● GIVEN PROBLEM: Please quote the items below word for word, starting with the line that contains "Annotate the small" and going on through the last line of the items.

[start DATA RECORDS]

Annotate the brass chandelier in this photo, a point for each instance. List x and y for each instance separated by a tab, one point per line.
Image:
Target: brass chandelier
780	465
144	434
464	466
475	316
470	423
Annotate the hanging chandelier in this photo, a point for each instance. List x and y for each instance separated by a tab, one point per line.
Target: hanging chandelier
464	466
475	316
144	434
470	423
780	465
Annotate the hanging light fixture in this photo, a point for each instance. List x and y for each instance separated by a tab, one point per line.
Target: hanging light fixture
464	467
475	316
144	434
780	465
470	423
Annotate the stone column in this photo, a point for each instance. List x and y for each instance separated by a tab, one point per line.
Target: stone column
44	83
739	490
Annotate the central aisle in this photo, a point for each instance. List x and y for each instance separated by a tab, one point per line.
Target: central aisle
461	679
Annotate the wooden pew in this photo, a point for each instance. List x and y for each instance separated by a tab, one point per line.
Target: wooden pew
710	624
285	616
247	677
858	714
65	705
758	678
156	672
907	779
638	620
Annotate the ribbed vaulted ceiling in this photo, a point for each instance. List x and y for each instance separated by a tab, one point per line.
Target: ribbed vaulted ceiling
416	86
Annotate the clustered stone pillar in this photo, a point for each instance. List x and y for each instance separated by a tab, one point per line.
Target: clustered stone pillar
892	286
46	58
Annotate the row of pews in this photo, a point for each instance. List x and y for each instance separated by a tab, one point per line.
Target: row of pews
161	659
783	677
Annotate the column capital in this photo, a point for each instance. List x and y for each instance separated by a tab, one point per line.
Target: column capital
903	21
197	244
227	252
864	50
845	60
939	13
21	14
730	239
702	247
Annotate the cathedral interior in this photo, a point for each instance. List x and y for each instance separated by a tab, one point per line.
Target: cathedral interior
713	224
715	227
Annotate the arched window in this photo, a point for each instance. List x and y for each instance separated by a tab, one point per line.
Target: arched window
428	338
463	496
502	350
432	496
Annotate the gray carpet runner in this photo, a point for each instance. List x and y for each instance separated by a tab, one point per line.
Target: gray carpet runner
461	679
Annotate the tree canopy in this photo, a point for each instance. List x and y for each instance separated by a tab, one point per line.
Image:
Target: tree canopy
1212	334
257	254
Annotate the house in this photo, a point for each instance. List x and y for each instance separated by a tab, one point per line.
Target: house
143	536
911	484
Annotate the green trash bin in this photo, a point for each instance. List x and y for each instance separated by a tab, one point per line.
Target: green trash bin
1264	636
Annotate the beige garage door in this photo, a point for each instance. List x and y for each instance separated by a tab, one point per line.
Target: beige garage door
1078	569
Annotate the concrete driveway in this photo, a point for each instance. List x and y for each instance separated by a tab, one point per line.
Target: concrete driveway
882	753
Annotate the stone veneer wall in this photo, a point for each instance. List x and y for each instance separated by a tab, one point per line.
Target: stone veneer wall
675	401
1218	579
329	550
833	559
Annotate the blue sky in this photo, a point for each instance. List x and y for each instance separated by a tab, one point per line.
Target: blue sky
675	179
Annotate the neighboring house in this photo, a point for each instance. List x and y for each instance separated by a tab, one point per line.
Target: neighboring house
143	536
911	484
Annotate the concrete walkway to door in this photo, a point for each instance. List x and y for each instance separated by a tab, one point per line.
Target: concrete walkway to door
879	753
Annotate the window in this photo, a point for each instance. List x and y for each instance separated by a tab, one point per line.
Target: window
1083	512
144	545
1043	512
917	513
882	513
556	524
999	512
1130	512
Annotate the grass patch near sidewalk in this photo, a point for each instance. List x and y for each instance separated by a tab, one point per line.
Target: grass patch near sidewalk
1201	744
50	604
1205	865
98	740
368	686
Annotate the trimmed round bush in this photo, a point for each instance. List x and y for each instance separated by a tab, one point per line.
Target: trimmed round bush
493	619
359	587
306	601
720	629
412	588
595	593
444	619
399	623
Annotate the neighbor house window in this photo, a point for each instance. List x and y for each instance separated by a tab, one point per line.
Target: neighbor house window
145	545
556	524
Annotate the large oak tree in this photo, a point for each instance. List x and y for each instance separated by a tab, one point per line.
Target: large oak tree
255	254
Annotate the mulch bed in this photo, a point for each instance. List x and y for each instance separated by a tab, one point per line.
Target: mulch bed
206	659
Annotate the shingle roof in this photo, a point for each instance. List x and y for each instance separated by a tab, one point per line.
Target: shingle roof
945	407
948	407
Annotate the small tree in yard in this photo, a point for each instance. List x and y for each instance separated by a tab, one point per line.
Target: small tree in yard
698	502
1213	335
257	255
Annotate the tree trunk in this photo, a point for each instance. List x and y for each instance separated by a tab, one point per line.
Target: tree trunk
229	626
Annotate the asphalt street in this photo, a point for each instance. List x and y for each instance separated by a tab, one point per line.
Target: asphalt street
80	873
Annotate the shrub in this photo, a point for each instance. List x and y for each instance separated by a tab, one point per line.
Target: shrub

[end DATA RECORDS]

● TASK SOLUTION:
Annotate the small tree in yard in this photo, a point for each instance. List x and y for each instance separated by a tab, one point per line.
Target: small tree in yard
698	502
1213	335
257	255
Annotate the tree trunk in this photo, a point for each instance. List x and y for each instance separated by a tab, one point per line.
Target: tree trunk
229	626
Annotate the asphalt street in this photo, a point for each instance. List x and y for each instance separated by a tab, one point per line.
Target: asphalt street
80	873
Annotate the shrub in this photo, a point for each instance. List x and y for each instance separated by a tab, one point per line.
Target: shrub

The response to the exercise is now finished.